• About this exercise: Continue the news report on Friday's stock market drop, starting right after its last sentence.

• Text under study:
═══
Dow falls more than 150 points to close out a losing week

Stocks fell on Friday to close out a tough week as traders weighed President-elect Joe Biden’s $1.9 trillion stimulus plan along with the latest earnings from some of the biggest U.S. banks.

The Dow Jones Industrial Average closed 177.26 points lower, or 0.6%, at 30,814.26. Earlier in the day, the Dow was down more than 300 points. The S&P 500 dipped 0.7% to 3,768.25, and the Nasdaq Composite slid 0.9% to end the day at 12,998.50.

Dow Inc. and Chevron both fell more than 3% led the 30-stock average lower. Energy dropped 4%, posting its worst one-day decline since late November, pressuring the S&P 500.

The Dow and Nasdaq posted weekly declines of 0.9% and 1.5%, respectively, to snap four-week winning streaks. The S&P 500 also lost 1.5% over that time period.

Biden’s proposal, called the American Rescue Plan, includes increasing the additional federal unemployment payments to $400 per week and extending them through September, direct payments to many Americans of $1,400, and extending the federal moratoriums on evictions and foreclosures through September.

The plan also calls for $350 billion in aid to state and local governments, $70 billion for Covid testing and vaccination programs and raising the federal minimum wage to $15 per hour.

“There is real pain overwhelming the real economy — the one where people rely on paychecks, not investments, to pay for their bills and their meals and their children’s needs,” Biden said during a speech in Delaware Thursday night.

Tom Essaye, founder of The Sevens Report, said the proposal was “being met by a ‘sell the news’ reaction as markets already priced in most of what was included.”

“Plans for future historical stimulus, easy Fed policy and vaccines are now well known, and as such those catalysts simply don’t have the positive influence on stocks that they have over the past few months,” he added.

A third major relief bill has been widely expected in recent weeks, especially after the December labor market report saw the economy lose jobs and Democrats won two key Senate races in Georgia, giving Biden’s party narrow control of both houses of Congress.
═══
• Data extracts:

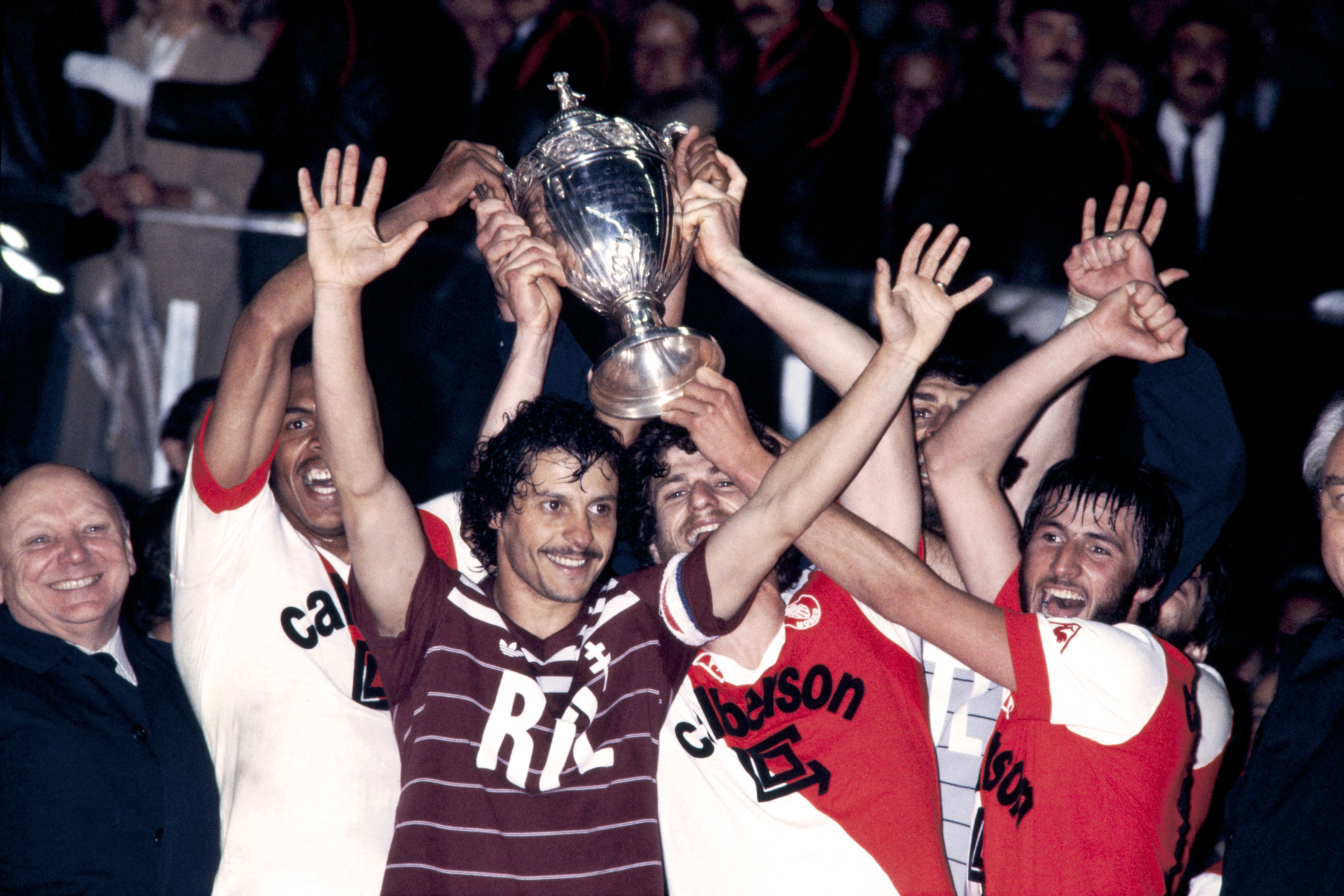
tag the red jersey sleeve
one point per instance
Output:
═══
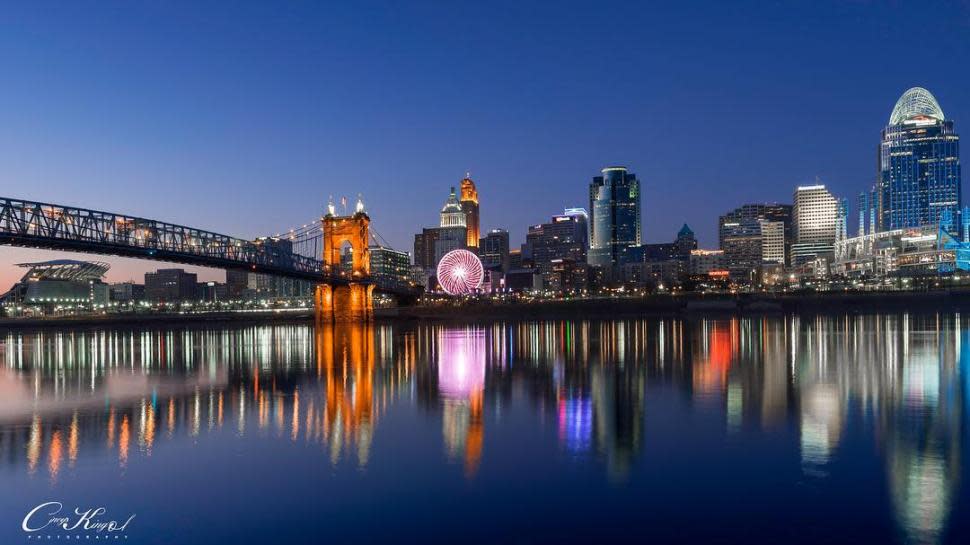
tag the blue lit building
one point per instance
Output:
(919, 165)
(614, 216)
═══
• Answer for the task:
“There was a fair amount of transparency as this deal came to fruition,” said Keith Buchanan, portfolio manager at GLOBALT. This made it easier for investors to price in the proposal’s potential impact on risk assets ahead of time, he said.

It remains unclear whether Biden’s proposal will be welcomed in a sharply divided Congress. Though Democrats hold both houses, they will need to sway moderate members of their own party, such as West Virginia Sen. Joe Manchin, and some Republicans to increase spending. Democrats originally pushed for another multi-trillion package last year before agreeing to a $900 billion bill in December.

Nonetheless, CNBC’s Jim Cramer noted that famed investor David Tepper’s outlook on stocks is still positive.

“I don’t want to say he’s wildly bullish. I would say he’s very constructive,” Cramer said Friday on “Squawk on the Street.” “He saw this coming. He knew to get out and now he feels there are pockets where you should be in, pockets of very reasonable valuations.”

On Friday, investors got fresh looks at major banks such as JPMorgan Chase, Citigroup and Wells Fargo. JPMorgan reported better-than-expected earnings, but the stock fell more than 1%. Wells Fargo and Citigroup also declined 7.8% and 6.9%, respectively, even after posting earnings that beat analyst expectations.

Meanwhile, the U.S. Commerce Department said retail sales fell 0.7% in December. Economists polled by Dow Jones expected sales to remain flat.